What is needed> Locate every line in the listing below that contains the string "rapid" and copy each of those lines in full.

Listing>
——
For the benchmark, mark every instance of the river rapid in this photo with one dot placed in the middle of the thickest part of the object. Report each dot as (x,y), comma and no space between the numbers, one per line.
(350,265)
——
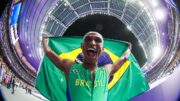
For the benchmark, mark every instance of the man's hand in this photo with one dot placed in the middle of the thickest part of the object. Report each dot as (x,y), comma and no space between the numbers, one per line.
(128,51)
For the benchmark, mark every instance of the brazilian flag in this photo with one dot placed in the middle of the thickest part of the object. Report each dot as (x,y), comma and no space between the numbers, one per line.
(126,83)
——
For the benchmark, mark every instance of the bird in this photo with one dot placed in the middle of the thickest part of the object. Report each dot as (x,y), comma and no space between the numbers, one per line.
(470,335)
——
Task output>
For the benchmark, mark every instance of the river rapid in this photo with one dot placed in the middle of the thickest part of the object. Report each dot as (x,y), comma and no space between the numbers, one per line.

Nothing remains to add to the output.